Repeat the listing below line for line, without changing any wording, number, or punctuation, and keep every entry in its original order.

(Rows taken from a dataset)
┏━━
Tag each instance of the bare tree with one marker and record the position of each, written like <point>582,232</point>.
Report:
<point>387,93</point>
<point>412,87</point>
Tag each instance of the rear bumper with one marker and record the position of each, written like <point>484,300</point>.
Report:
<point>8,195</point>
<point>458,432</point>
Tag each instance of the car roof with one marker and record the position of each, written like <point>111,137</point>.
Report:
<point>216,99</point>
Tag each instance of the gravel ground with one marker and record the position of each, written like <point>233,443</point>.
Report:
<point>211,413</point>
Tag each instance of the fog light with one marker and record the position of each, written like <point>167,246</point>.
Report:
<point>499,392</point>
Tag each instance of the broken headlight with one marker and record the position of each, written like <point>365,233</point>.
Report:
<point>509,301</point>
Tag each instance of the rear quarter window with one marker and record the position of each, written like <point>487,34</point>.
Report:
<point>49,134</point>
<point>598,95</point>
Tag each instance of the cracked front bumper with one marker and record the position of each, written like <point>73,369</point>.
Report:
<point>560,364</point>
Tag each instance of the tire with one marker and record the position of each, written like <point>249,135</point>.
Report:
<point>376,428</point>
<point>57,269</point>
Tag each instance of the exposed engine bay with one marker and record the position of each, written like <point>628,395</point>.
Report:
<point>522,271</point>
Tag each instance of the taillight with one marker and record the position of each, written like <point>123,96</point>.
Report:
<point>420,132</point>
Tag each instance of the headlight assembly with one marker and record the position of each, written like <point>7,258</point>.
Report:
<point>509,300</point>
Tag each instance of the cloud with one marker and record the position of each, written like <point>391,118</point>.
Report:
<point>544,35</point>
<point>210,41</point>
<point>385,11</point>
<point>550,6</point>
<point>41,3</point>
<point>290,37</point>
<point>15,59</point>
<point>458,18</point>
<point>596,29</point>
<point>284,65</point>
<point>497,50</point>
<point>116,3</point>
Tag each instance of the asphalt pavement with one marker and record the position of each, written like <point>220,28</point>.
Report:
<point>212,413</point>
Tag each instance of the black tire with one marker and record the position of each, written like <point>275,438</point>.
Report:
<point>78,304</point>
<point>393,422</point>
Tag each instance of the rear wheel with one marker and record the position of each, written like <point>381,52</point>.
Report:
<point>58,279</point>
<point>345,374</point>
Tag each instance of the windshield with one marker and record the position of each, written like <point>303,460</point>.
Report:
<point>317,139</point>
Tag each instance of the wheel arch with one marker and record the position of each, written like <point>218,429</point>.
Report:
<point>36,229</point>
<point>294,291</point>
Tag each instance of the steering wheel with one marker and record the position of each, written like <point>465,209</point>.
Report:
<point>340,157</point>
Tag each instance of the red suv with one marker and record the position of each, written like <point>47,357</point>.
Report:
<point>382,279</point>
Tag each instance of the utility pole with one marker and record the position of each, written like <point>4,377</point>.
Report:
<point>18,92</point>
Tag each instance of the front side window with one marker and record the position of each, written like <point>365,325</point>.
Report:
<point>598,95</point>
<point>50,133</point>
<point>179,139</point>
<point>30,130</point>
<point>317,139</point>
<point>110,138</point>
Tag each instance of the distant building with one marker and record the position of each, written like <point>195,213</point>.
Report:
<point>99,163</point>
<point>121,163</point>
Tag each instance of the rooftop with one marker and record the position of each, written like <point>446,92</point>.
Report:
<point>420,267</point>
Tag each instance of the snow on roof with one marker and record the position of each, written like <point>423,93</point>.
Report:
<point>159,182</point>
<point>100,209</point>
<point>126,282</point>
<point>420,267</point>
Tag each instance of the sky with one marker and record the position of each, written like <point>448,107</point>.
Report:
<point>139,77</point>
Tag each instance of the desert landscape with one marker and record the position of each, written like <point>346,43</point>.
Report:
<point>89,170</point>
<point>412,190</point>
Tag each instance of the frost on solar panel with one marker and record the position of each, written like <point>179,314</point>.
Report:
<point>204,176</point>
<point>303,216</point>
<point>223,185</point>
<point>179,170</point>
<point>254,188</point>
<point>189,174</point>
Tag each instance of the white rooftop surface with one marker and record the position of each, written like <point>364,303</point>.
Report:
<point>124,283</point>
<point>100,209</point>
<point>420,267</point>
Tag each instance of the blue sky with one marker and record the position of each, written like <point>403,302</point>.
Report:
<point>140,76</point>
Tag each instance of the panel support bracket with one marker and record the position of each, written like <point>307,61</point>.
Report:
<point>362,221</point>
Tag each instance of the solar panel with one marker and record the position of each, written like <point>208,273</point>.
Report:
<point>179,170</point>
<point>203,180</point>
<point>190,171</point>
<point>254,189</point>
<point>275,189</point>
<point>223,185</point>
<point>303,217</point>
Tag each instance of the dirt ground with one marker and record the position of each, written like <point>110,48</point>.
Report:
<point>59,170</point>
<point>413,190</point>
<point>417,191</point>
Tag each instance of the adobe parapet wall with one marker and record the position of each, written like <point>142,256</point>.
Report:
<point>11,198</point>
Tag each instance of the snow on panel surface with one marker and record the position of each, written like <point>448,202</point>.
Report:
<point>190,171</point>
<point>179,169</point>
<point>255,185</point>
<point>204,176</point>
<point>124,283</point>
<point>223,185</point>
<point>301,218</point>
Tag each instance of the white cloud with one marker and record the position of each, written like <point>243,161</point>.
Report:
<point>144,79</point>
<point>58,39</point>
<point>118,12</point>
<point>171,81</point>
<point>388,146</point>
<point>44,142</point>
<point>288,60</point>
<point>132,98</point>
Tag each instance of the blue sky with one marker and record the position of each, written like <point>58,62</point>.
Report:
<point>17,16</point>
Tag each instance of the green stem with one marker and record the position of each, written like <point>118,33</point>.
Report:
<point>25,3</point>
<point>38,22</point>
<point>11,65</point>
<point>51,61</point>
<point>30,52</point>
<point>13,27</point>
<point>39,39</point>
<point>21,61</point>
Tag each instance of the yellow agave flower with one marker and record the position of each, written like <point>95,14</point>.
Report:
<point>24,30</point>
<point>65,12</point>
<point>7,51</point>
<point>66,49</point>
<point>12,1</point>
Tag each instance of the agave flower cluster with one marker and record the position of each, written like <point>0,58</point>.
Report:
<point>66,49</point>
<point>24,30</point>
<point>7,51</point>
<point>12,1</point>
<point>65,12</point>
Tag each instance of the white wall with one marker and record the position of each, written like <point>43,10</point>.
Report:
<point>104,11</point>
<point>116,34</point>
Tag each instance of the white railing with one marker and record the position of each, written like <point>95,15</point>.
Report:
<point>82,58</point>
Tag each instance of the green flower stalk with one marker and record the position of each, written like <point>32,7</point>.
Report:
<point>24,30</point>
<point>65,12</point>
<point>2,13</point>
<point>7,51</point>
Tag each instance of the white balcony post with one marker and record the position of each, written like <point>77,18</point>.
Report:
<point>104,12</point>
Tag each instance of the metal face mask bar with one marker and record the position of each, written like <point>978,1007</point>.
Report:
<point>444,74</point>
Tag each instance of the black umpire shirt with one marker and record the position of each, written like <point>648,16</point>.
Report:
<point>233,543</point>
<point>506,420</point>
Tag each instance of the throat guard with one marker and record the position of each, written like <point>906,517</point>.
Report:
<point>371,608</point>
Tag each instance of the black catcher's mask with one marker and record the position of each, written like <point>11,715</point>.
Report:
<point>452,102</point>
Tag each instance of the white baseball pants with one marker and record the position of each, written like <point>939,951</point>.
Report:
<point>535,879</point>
┗━━
Solution:
Tag each instance of the bare tree with one marker and record the position of each, written like <point>582,232</point>.
Report:
<point>387,93</point>
<point>412,87</point>
Tag each instance of the rear bumper with one marker and record the position of each, written like <point>484,300</point>.
Report:
<point>8,195</point>
<point>458,432</point>
Tag each instance of the car roof with one marker and record the position of each, written like <point>111,137</point>.
Report:
<point>216,99</point>
Tag each instance of the gravel ground with one marker and record the position of each, written like <point>233,443</point>.
Report:
<point>211,413</point>
Tag each instance of the fog light with one marker and record the position of each, written like <point>167,246</point>.
Report:
<point>499,392</point>
Tag each instance of the broken headlight with one marker and record the position of each, written like <point>365,233</point>.
Report:
<point>509,301</point>
Tag each instance of the rear quarter window with one marker and record the position of each, written like <point>487,34</point>.
Report:
<point>49,134</point>
<point>598,95</point>
Tag each instance of the cracked front bumper with one marker and record the position of each, written like <point>73,369</point>.
Report:
<point>560,364</point>
Tag each instance of the tire with one marker and record the position of each, written like <point>249,135</point>.
Report:
<point>376,428</point>
<point>57,269</point>
Tag each instance of the exposed engine bay with one marker and record the position of each, written like <point>628,395</point>.
Report:
<point>522,271</point>
Tag each instance of the taillight with one marker and record the position of each, written like <point>123,96</point>.
Report:
<point>420,132</point>
Tag each instance of the headlight assembly with one marker and record the position of each, written like <point>7,258</point>.
Report:
<point>509,300</point>
Tag each instance of the cloud with one marker and record the position of each, written like <point>391,118</point>.
Report:
<point>544,35</point>
<point>210,41</point>
<point>385,11</point>
<point>550,6</point>
<point>41,3</point>
<point>290,37</point>
<point>15,59</point>
<point>458,18</point>
<point>596,29</point>
<point>284,65</point>
<point>497,50</point>
<point>116,3</point>
Tag each instance of the asphalt pavement with one marker and record the position of each, written like <point>220,28</point>.
Report:
<point>212,413</point>
Tag each instance of the black tire with one marker and record the position of each, written like <point>275,438</point>.
Report:
<point>78,304</point>
<point>393,422</point>
Tag each instance of the rear wheel with one marker and record the position of each, written like <point>381,52</point>.
Report:
<point>58,279</point>
<point>345,374</point>
Tag each instance of the windshield with one marker and record the position of each, written like <point>303,460</point>.
Report:
<point>317,139</point>
Tag each instance of the wheel arch with one marker and record the position of each, written like <point>218,429</point>.
Report:
<point>36,229</point>
<point>294,291</point>
Tag each instance of the steering wheel with one marker and record the position of each, written like <point>465,209</point>.
Report:
<point>340,157</point>
Tag each instance of the red suv with one marker and record the position of each, written like <point>47,357</point>.
Report:
<point>382,279</point>
Tag each instance of the utility pole with one marker and record the position of each, written like <point>4,377</point>.
Report:
<point>18,92</point>
Tag each instance of the front side window with one marker and record the position of each, written like <point>365,325</point>.
Report:
<point>598,95</point>
<point>50,133</point>
<point>179,139</point>
<point>30,130</point>
<point>317,139</point>
<point>110,138</point>
Tag each instance of the distant building with one marker and record the position of each, written like <point>195,213</point>.
Report:
<point>99,163</point>
<point>121,163</point>
Tag each instance of the rooftop with one marker and record the position of each, written like <point>446,92</point>.
Report:
<point>420,267</point>
Tag each instance of the snow on roof with one marker and record the position of each, written like <point>423,93</point>.
Report:
<point>159,182</point>
<point>100,209</point>
<point>126,282</point>
<point>420,267</point>
Tag each instance of the sky with one marker and record the position of each, written like <point>448,107</point>.
Report:
<point>139,77</point>
Tag each instance of the desert landscape with one marker and record the position of each, written like <point>346,43</point>.
Report:
<point>89,170</point>
<point>412,190</point>
Tag each instance of the frost on solar panel with one marker and record the position of each, written like <point>179,314</point>.
Report:
<point>204,176</point>
<point>303,216</point>
<point>223,185</point>
<point>179,170</point>
<point>254,188</point>
<point>189,174</point>
Tag each instance of the white rooftop surface with one marker and record the position of each, written like <point>364,303</point>.
Report:
<point>124,283</point>
<point>100,209</point>
<point>420,267</point>
Tag each instance of the blue sky with one marker and record the position of each, written like <point>403,302</point>.
Report:
<point>140,76</point>
Tag each instance of the panel support bracket with one marker and record the position of each, written like <point>307,61</point>.
Report:
<point>362,221</point>
Tag each instance of the solar panel with one marker and record the position of each, written like <point>208,273</point>.
Report:
<point>179,170</point>
<point>203,180</point>
<point>190,171</point>
<point>254,189</point>
<point>275,189</point>
<point>223,185</point>
<point>303,217</point>
Tag each instance of the dirt ground with one marker and record the position of each, written like <point>110,48</point>.
Report:
<point>59,170</point>
<point>413,190</point>
<point>417,191</point>
Tag each instance of the adobe parapet wall with one marker and record the position of each, written like <point>142,256</point>.
Report:
<point>11,198</point>
Tag each instance of the snow on panel surface with one marker and record the position of each, written like <point>448,202</point>.
Report:
<point>190,171</point>
<point>179,169</point>
<point>255,185</point>
<point>204,176</point>
<point>124,283</point>
<point>223,185</point>
<point>301,218</point>
Tag each instance of the white cloud with one marker and record the position of each, written like <point>243,161</point>.
Report:
<point>144,79</point>
<point>58,39</point>
<point>118,12</point>
<point>171,81</point>
<point>388,146</point>
<point>44,142</point>
<point>288,60</point>
<point>132,98</point>
Tag each instance of the blue sky with one marker and record the position of each, written like <point>58,62</point>.
Report:
<point>17,16</point>
Tag each instance of the green stem with one marker and record the position of each, written like <point>118,33</point>.
Report:
<point>25,3</point>
<point>38,22</point>
<point>11,65</point>
<point>51,61</point>
<point>30,52</point>
<point>13,27</point>
<point>39,39</point>
<point>21,61</point>
Tag each instance of the yellow agave flower with one marker and record the position of each, written like <point>95,14</point>.
Report:
<point>24,30</point>
<point>65,12</point>
<point>7,51</point>
<point>66,49</point>
<point>12,1</point>
Tag each instance of the agave flower cluster with one marker and record the position of each, written like <point>0,58</point>.
Report:
<point>66,49</point>
<point>24,30</point>
<point>7,51</point>
<point>12,1</point>
<point>65,12</point>
Tag each instance of the white wall with one marker and record the position of each, written like <point>43,10</point>.
Report:
<point>104,11</point>
<point>116,34</point>
Tag each instance of the white railing with one marker and record the position of each, written like <point>95,15</point>.
Report:
<point>82,58</point>
Tag each instance of the green flower stalk with one marker and record the position of each, written like <point>32,7</point>.
Report:
<point>24,30</point>
<point>65,12</point>
<point>2,13</point>
<point>7,51</point>
Tag each instance of the white balcony post with one marker and record the position of each, written like <point>77,18</point>.
Report:
<point>104,12</point>
Tag each instance of the metal face mask bar with one marker and record the position of each, written like <point>978,1007</point>.
Report:
<point>444,74</point>
Tag each instance of the black umpire shirt with one marker and record the position of each, written like <point>648,16</point>.
Report:
<point>233,543</point>
<point>506,420</point>
Tag each instance of the throat guard with one marker and record the position of each, written like <point>906,517</point>.
Report:
<point>371,608</point>
Tag each instance of the black catcher's mask with one marker and record the position of each, written like <point>11,715</point>.
Report:
<point>452,102</point>
Tag each instance of the white baseball pants with one marker and record the position of each, written like <point>939,951</point>.
Report:
<point>535,879</point>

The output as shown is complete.